* **SOURCE PASSAGE**:
Equivalence (measure theory)

In mathematics, and specifically in measure theory, equivalence is a notion of two measures being qualitatively similar. Specifically, the two measures agree on which events have measure zero.

Definition

Let $\mu$ and $\nu$ be two measures on the measurable space $(X,{\mathcal {A}}),$ and let ${\mathcal {N}}_{\mu }:=\{A\in {\mathcal {A}}\mid \mu (A)=0\}$ and ${\mathcal {N}}_{\nu }:=\{A\in {\mathcal {A}}\mid \nu (A)=0\}$ be the sets of $\mu$ -null sets and $\nu$ -null sets, respectively. Then the measure $\nu$ is said to be absolutely continuous in reference to $\mu$ if and only if ${\mathcal {N}}_{\nu }\supseteq {\mathcal {N}}_{\mu }.$ This is denoted as $\nu \ll \mu .$

The two measures are called equivalent if and only if $\mu \ll \nu$ and $\nu \ll \mu ,$ which is denoted as $\mu \sim \nu .$ That is, two measures are equivalent if they satisfy ${\mathcal {N}}_{\mu }={\mathcal {N}}_{\nu }.$

Examples

On the real line

Define the two measures on the real line as $\mu (A)=\int _{A}\mathbf {1} _{[0,1]}(x)\mathrm {d} x$ $\nu (A)=\int _{A}x^{2}\mathbf {1} _{[0,1]}(x)\mathrm {d} x$ for all Borel sets $A.$ Then $\mu$ and $\nu$ are equivalent, since all sets outside of $[0,1]$ have $\mu$ and $\nu$ measure zero, and a set inside $[0,1]$ is a $\mu$ -null set or a $\nu$ -null set exactly when it is a null set with respect to Lebesgue measure.

Abstract measure space

Look at some measurable space $(X,{\mathcal {A}})$ and let $\mu$ be the counting measure, so $\mu (A)=|A|,$ where $|A|$ is the cardinality of the set a. So the counting measure has only one null set, which is the empty set. That is, ${\mathcal {N}}_{\mu }=\{\varnothing \}.$ So by the second definition, any other measure $\nu$ is equivalent to the counting measure if and only if it also has just the empty set as the only $\nu$ -null set.

Supporting measures

A measure $\mu$ is called a supporting measure of a measure $\nu$ if $\mu$ is $\sigma$ -finite and $\nu$ is equivalent to $\mu .$

* **SET EXERCISE A**:
Filter the listing below, keeping every line that contains the string "house". The match is case-sensitive.

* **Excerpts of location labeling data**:
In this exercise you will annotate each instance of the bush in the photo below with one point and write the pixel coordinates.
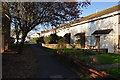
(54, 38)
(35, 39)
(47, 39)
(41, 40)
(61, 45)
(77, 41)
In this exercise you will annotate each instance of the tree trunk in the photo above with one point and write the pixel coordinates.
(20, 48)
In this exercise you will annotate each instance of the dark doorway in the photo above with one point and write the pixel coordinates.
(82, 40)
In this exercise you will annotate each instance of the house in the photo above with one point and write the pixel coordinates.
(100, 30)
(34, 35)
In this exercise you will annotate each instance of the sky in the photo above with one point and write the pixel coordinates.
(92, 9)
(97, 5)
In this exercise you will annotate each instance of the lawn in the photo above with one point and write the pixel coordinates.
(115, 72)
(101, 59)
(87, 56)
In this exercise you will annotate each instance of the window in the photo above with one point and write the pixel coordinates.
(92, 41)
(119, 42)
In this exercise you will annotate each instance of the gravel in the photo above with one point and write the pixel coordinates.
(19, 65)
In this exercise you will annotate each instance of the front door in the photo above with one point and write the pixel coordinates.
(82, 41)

...

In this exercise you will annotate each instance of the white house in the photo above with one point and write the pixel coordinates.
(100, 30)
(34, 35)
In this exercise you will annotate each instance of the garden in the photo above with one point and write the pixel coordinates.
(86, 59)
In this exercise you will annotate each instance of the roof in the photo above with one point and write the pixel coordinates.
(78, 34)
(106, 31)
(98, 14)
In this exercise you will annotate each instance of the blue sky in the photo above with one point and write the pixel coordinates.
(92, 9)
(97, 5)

* **SET EXERCISE B**:
In the measure theory passage, condense the paragraph beginning "Look at some measurable space" into a shorter version that keeps its main facts.

* **EXERCISE SOLUTION A**:
In this exercise you will annotate each instance of the house in the photo above with one point and write the pixel coordinates.
In this exercise you will annotate each instance of the white house in the photo above with one point and write the pixel coordinates.

* **EXERCISE SOLUTION B**:
On a measurable space, the counting measure assigns each set its cardinality, so its only null set is the empty set. Another measure is therefore equivalent to the counting measure exactly when the empty set is its only null set.